_Что требуется_
Продолжите текст о религиозной поэзии Верлена, начав сразу после его последнего предложения.

_Текст для чтения_
━━━━━━━━━━━━━━━━━━━━━━━━━━━━━━

Непризнанные гении — страница 101 из 141

Смирение Верлена — естественное смирение: волна религиозной поэзии идет у него от сердца, и мы улавливаем в ней интонации Франциска Ассизского и св. Терезы:


Отныне, лишь тебя люблю я, Матерь Божья…


А. Адан полагал, что «Мудростью» Верлен порывает с импрессионизмом и приходит к «подлинному символизму», который «занимательной игре» в психологические ассоциации предпочитает «поэзию невидимого и потустороннего». «Мудрость» действительно насыщена «символами души», «раздавленной, углубившейся в ночь, которую пронизывают лучи надежды». Свидетельствует Рубен Дарио:

«Я знаю: священный огонь обжигал его руки. И как терзаемый раскаяньем флагеллант осыпает себя ударами кнута, так Верлен бичевал свою душу — капли этой крови запеклись на строках его песен».

━━━━━━━━━━━━━━━━━━━━━━━━━━━━━━

_Представленные записи_
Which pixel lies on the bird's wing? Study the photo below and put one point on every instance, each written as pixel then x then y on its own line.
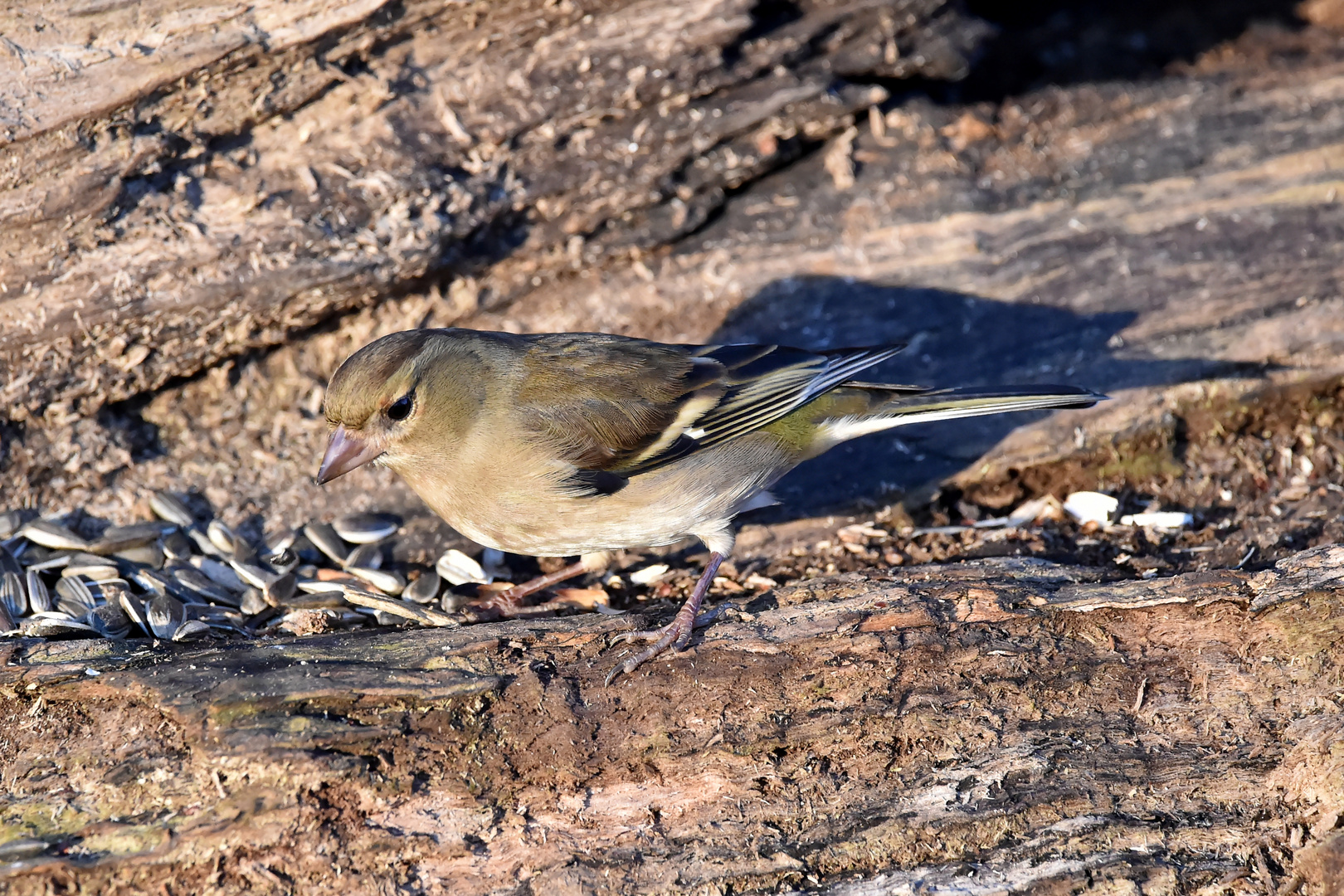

━━━━━━━━━━━━━━━━━━━━━━━━━━━━━━

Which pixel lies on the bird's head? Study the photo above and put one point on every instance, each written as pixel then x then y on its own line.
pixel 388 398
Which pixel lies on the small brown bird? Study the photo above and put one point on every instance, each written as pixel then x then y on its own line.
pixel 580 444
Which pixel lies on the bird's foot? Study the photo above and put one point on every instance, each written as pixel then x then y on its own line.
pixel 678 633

━━━━━━━━━━━━━━━━━━━━━━━━━━━━━━

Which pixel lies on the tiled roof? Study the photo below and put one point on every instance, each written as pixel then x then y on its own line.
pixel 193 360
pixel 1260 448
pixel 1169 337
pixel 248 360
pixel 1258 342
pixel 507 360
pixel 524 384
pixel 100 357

━━━━━━━━━━━━━━━━━━━━━━━━━━━━━━

_Письменный ответ_
Пропитанная возрожденным средневековым символизмом гимническая «Мудрость» — вершина поэзии Верлена, по словам А. Адана, представляющая собой поэзию невидимого и потустороннего. Лучшая книга стихов после «Les Fleurs du Mal», — скажет Морис. А сам автор в предисловии напишет: «Я никогда не думал так, как теперь. Я долго бродил среди заблуждений современности, участвуя в ее ошибках и неведении. Вполне заслуженные страдания обратили меня к Богу, и Бог даровал мне понять это предостережение…»


О душа, что тоскуешь,

И какой в этом толк?

И чего ты взыскуешь?

Или нет упованья,

Не обещан исход,

И бесцельны скитанья,

И неверен оплот —

Долгий опыт страданья?


«Мудрость», бесспорно, «несравненная книга», поставившая Верлена в «первый ряд поэтов». Книга молитв, проповедей, псалмов, пророчеств, насквозь пропитанная христианским гуманизмом и религиозной тягой к запредельному, «Мудрость» сочетает в себе равнодушие к бездуховному с оптимистической мечтой. Символы жизни — жара, жажда, боль. Символ души — надежда. Но и душа уходит на второй план, освобождая место Богу.


О Боже, Ты меня любовью ранил,

И эта рана вся еще дрожит!

О Боже, Ты меня любовью ранил.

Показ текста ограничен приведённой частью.